**What is expected:**
Copy out the material from the line containing "pasture, one point per instance." through the line containing "[[153, 425], [408, 421], [192, 394], [358, 428], [327, 391]]", every line in full, but scale each point coordinate in the answers to 0.6 of its value, rounding to whole numbers with halves going up. Leave the sample coordinates that show the format unchanged.

**Source material:**
+ + + + +

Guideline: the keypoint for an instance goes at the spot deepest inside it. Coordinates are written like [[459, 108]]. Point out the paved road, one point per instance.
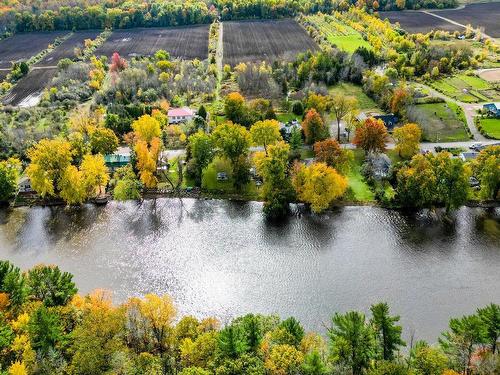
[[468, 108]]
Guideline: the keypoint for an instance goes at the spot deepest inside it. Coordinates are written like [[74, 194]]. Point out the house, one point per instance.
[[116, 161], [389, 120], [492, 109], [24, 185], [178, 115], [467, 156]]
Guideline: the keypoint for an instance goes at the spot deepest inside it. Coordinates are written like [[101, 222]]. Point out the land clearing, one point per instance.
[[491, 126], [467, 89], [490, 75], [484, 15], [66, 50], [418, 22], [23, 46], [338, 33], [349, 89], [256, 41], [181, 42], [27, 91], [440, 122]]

+ + + + +

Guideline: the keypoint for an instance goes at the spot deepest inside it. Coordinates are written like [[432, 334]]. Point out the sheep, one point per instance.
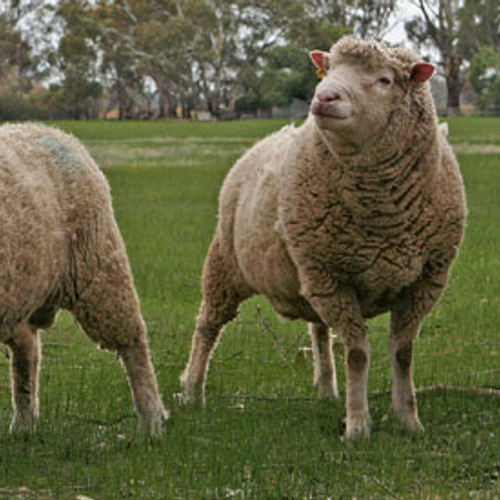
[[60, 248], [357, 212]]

+ + + + +

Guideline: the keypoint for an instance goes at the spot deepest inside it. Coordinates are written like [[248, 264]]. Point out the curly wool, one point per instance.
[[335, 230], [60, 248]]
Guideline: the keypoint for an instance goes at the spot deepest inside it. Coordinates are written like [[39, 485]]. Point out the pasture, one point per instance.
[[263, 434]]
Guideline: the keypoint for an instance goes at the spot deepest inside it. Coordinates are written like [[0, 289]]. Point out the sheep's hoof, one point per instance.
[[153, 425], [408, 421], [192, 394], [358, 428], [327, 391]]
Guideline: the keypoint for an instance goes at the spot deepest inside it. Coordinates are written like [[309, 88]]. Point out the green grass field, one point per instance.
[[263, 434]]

+ + + + +

**The answer:**
Guideline: the keypoint for an instance goes at the spot deepest inside it. Coordinates are written like [[39, 485]]. Point out the pasture, one point per instance.
[[158, 260]]
Guideline: the keypoint for an instance goes at the spot deepest inside it. Coordinates are written like [[0, 289]]. Point out the sheep's hoof, one point per instance.
[[92, 255], [245, 253], [115, 236], [215, 257], [196, 235]]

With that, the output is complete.